Yapılan mitingler, katılan TV programları, ortaya çıkan skandallar derken gündem epey hareketli geçti, geçiyor ve geçecek..
TV Programları..
Muharrem İnce, en başından beri medyanın esir alındığından bahsediyor ve kendisini davet edecek yürekli bir yandaş(!) gazeteci olmadığını iddia ediyordu. Belki de elinde ki en büyük argümanlardan birisi buydu. Bunun üzerine kendisini yandaş(!) oldukları iddia edilen Gazeteci Turgay Güler, Prof. Mehmet Çelik ve Salih Tuna gibi isimler defalarca davet ettiler. Peki, İnce bu davetlere icabet etti mi? Tabii ki hayır. Medya esir alınmışsa bu davetler nasıl geldi? Israrla kendisini davet edecek yürekli gazeteci arayan İnce bu davetlere neden karşılık veremedi? Cevap veremeyeceği sorular ile karşılaşmaktan mı korktu, yoksa ağzında sakız ettiği bir argümanının elinde patlamasını mı istemedi? Bunlar, danışıklı dövüşlü, soruların önceden çalışıldığı, “izotop” deyip “vaov” tepkisi alacağı programlar gibi olmayacaktı, risk almak istememesini anlıyorum.

### Soru A:
Aşağıdaki (i), (ii), (iii) cümleleri Muharrem İnce hakkındaki metne uyuyor mu? Her biri için evet ya da hayır deyin ve buna karar veren sözleri metinden aynen alıntılayın.
(i) İnce, kendisini davet edecek yürekli bir gazeteci olmadığını iddia ediyordu.
(ii) İnce, Turgay Güler, Mehmet Çelik ve Salih Tuna'nın davetlerini kabul etti.
(iii) Yazar, İnce'nin risk almak istememesini anlayamadığını söylüyor.
### Soru B:
Muharrem İnce hakkındaki metne göre şu soruları cevaplayın:
(i) İnce en başından beri medya için ne söylüyor?
(ii) İnce'yi davet eden isimlerden profesör olanın adı ne?
(iii) Yazara göre hangi kelimeyi deyince "vaov" tepkisi alınacaktı?
### Soru C:
Muharrem İnce hakkındaki metni son cümlesinden sonra devam ettirin.

(Bir etiketleme koleksiyonundan öğeler)
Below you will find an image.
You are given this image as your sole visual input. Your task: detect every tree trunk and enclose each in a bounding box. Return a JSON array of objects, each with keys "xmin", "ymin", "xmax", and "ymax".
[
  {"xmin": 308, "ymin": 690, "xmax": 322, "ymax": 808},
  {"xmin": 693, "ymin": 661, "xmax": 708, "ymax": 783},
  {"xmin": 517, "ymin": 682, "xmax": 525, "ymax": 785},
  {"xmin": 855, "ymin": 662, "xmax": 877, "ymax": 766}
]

### Cevap A:
(i) Evet: "kendisini davet edecek yürekli bir yandaş(!) gazeteci olmadığını iddia ediyordu"
(ii) Hayır: "Peki, İnce bu davetlere icabet etti mi? Tabii ki hayır."
(iii) Hayır: "risk almak istememesini anlıyorum."

### Cevap B:
(i) Medyanın esir alındığını söylüyor.
(ii) Mehmet Çelik.
(iii) "İzotop".

### Cevap C:
Mitingler..
Erdoğan, İnce ve Akşener seçim çalışmaları için şehir şehir dolaşıp meramlarını anlatıyorlar. Bu mitinglerin en can alıcı noktası ise katılım sayısı.. Daha önce defalarca kez Kemal Kılışdaroğlu ve Recep Tayyip Erdoğan yarışlarından aşinayız; CHP, Ak Parti’nin miting fotoğraflarını alıp şu ilde ki mitingimiz diye sosyal medyada servis ederlerdi. İnce’de durum değişmedi. Algı operasyonu ile desteğin fazla olduğunu göstermeye çalışıyorlar ama gerçek ortaya çıkınca daha kötü çuvallıyorlar. Bunun yanında İnce’nin İzmir mitingi ise epey kalabalıktı.. Zaten CHP’nin kalesidir İzmir. Kimse aksini düşünmüyordu. Fakat ince ayrıntı şudur ki; Türkiye İzmir’den ibaret değildir. Akşener’e gelecek olursak.. Umutsuz vaka. Bir mahalle kadar insan toplayamıyor maalesef mitinglerine. Baştan beri söyledim, Meral Akşener şişirilmiş bir balondur ve en kısa sürede patlayacaktır. İnce’nin aday olması ile de balon hava kaçırmaya başladı. İnce’nin bu seçim sürecinde ki en büyük başarısı en güçlü ikinci aday olup, Akşener’in popülaritesini azaltmak oldu.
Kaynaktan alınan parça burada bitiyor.